_EXERCISE_
Edit the records below so that each "this shot" becomes "this image", with everything else left unchanged. Omit the pictures from your answer.

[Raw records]
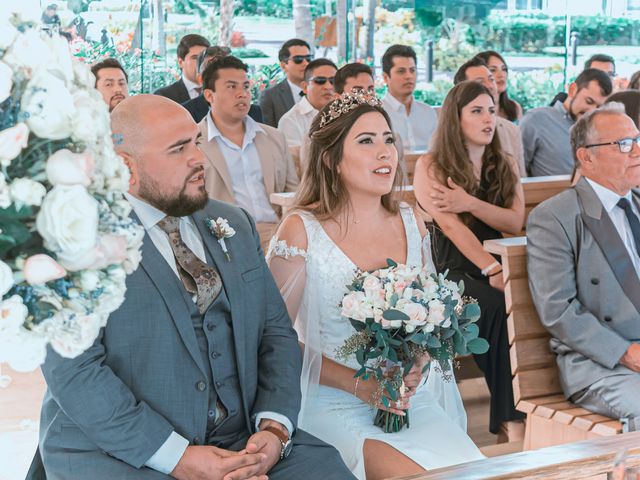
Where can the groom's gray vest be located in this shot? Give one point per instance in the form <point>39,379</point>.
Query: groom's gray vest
<point>215,341</point>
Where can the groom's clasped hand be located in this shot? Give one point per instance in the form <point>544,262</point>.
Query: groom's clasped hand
<point>211,463</point>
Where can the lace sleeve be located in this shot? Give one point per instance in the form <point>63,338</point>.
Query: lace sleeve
<point>288,267</point>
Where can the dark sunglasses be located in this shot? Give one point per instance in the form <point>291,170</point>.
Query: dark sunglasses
<point>298,59</point>
<point>322,80</point>
<point>625,145</point>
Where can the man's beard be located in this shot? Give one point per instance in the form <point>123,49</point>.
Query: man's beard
<point>180,205</point>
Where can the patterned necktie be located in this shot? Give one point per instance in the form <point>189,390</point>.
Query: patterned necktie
<point>198,278</point>
<point>634,223</point>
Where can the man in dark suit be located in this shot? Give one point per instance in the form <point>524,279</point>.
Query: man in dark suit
<point>199,107</point>
<point>294,56</point>
<point>188,87</point>
<point>188,380</point>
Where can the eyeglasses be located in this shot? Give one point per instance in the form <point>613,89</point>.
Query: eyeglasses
<point>322,80</point>
<point>298,59</point>
<point>625,145</point>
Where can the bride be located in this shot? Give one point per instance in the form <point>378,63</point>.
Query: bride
<point>348,218</point>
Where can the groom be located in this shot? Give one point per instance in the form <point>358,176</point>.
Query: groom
<point>196,375</point>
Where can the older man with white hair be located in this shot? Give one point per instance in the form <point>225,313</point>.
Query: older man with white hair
<point>584,266</point>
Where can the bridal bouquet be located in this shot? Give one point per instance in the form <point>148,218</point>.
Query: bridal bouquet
<point>401,313</point>
<point>66,239</point>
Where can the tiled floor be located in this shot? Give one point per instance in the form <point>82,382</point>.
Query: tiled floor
<point>20,408</point>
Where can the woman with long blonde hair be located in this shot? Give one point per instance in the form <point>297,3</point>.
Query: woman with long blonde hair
<point>347,218</point>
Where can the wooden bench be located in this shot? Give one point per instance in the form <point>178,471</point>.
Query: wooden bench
<point>551,419</point>
<point>586,459</point>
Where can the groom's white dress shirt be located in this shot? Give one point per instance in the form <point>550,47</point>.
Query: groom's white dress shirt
<point>168,455</point>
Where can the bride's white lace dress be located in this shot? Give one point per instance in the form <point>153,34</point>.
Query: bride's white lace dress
<point>313,283</point>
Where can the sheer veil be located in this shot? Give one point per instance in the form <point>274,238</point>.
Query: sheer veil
<point>300,291</point>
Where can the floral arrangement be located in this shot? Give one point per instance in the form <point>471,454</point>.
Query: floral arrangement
<point>66,239</point>
<point>400,314</point>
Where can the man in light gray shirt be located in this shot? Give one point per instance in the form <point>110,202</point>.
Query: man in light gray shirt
<point>545,130</point>
<point>414,122</point>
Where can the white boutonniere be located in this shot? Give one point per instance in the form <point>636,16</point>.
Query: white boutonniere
<point>220,229</point>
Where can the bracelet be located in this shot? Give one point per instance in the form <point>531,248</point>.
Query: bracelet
<point>495,273</point>
<point>485,271</point>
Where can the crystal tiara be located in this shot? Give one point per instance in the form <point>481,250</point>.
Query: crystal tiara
<point>347,102</point>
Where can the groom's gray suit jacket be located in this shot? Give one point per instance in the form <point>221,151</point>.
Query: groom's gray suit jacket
<point>107,411</point>
<point>583,284</point>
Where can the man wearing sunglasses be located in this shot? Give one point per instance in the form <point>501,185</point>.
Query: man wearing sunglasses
<point>583,249</point>
<point>294,56</point>
<point>318,88</point>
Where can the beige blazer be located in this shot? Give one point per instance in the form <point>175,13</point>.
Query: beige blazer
<point>278,170</point>
<point>511,141</point>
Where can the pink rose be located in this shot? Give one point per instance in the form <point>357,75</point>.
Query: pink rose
<point>39,269</point>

_FULL OUTPUT_
Where can the groom's gray vest be located in this image? Give one point per instance in the form <point>39,379</point>.
Query: groom's gray vest
<point>215,341</point>
Where can the groom's clasped hand be located in this image? Give one point per instance in the form <point>544,262</point>.
Query: groom's clasped hand
<point>211,463</point>
Where can the lace sleeve be located in this image? Give one point per instance in the form <point>63,338</point>.
Query: lace sleeve
<point>288,267</point>
Where can the dark sunglasses be located in this image? Give one point per instance in the form <point>291,170</point>.
Query: dark sunglasses
<point>298,59</point>
<point>322,80</point>
<point>625,145</point>
Where can the man's beard be located in this image? Give one point per instance in the form <point>123,49</point>.
Query: man's beard
<point>180,205</point>
Where can the patterned necktie be located in this image? Give one point per instance in the form <point>189,390</point>.
Query: patterned necktie
<point>198,278</point>
<point>634,223</point>
Where can the man in dark suit be located in this image? Give one point per instance in the form <point>524,279</point>.
Query: man in dark suit
<point>199,107</point>
<point>294,56</point>
<point>188,87</point>
<point>188,380</point>
Where can the eyeglasses be located in this image? Give one point per instance in the form <point>613,89</point>.
Query: eyeglasses
<point>322,80</point>
<point>298,59</point>
<point>625,145</point>
Where can the bride be located in this image? Give one point per instance in the form <point>378,63</point>.
Query: bride
<point>348,218</point>
Where can the groom be located in this image? Give one point per instance in the form <point>358,176</point>.
Query: groom
<point>196,375</point>
Where can the older man with white hair be located in this image? Give one point per instance in the form <point>225,313</point>.
Query: older man with white hair
<point>584,266</point>
Where can the bridal bouquet be located in this image? Give one point per instance in the form <point>148,218</point>.
Query: bridal bouquet
<point>401,313</point>
<point>66,239</point>
Where can the tiled floor be located in this image? Give one point per instance in the form <point>82,382</point>.
Query: tiled floor
<point>20,408</point>
Where can the woman with long blonde hair be located in this image? Give one point per instance in the form <point>297,3</point>.
Query: woman with long blonde hair
<point>347,218</point>
Where can the wooden bench be located in this image? Give one point per instance in the form <point>178,471</point>.
Query: wooden bench
<point>551,419</point>
<point>586,459</point>
Where can the groom's white dress shirt be located in this image? Give one point per instance in the form <point>550,47</point>.
Query: groom's white dress shirt
<point>168,455</point>
Where can the bride's white lace dress be located in this image? Give one point per instance in the form <point>153,34</point>.
Query: bride's white lace dress
<point>313,283</point>
Where can the sheer veil be located in this image? Give one point per instance in the form <point>274,238</point>.
Query: sheer veil
<point>300,291</point>
Where can the floral arrangement be located in this image? Give one point per instance in the form <point>471,454</point>.
Query: floral arrangement
<point>66,239</point>
<point>400,314</point>
Where can the man in light gray shirt be located in this image? Give one point per instance in the form <point>110,202</point>.
Query: man in light gray shirt
<point>545,130</point>
<point>414,122</point>
Where can the white boutonniere be located in this image? Give one point per instance in the form <point>636,16</point>.
Query: white boutonniere
<point>220,229</point>
Where can the bracelet be located in this image? Give one point per instance in the form <point>531,248</point>.
Query: bracelet
<point>495,273</point>
<point>485,271</point>
Where can the crystal tiara be located in this image? Give one point per instance in the form <point>481,250</point>.
Query: crystal tiara
<point>347,102</point>
Where can the groom's gray suit jacket be located in this image? Give one point per instance in the form <point>221,151</point>.
Query: groom's gray suit jacket
<point>107,411</point>
<point>583,284</point>
Where can the man wearing sunglasses be located in this image? Give one point per instance in the form <point>501,185</point>.
Query: man wearing sunglasses
<point>583,249</point>
<point>294,56</point>
<point>318,88</point>
Where can the beige blazer be located in this image? Give one point per instance in the form <point>175,13</point>.
Query: beige blazer
<point>278,170</point>
<point>511,141</point>
Where can the pink rose be located in this image? Give one point per instance in the form <point>357,75</point>.
Query: pink rose
<point>39,269</point>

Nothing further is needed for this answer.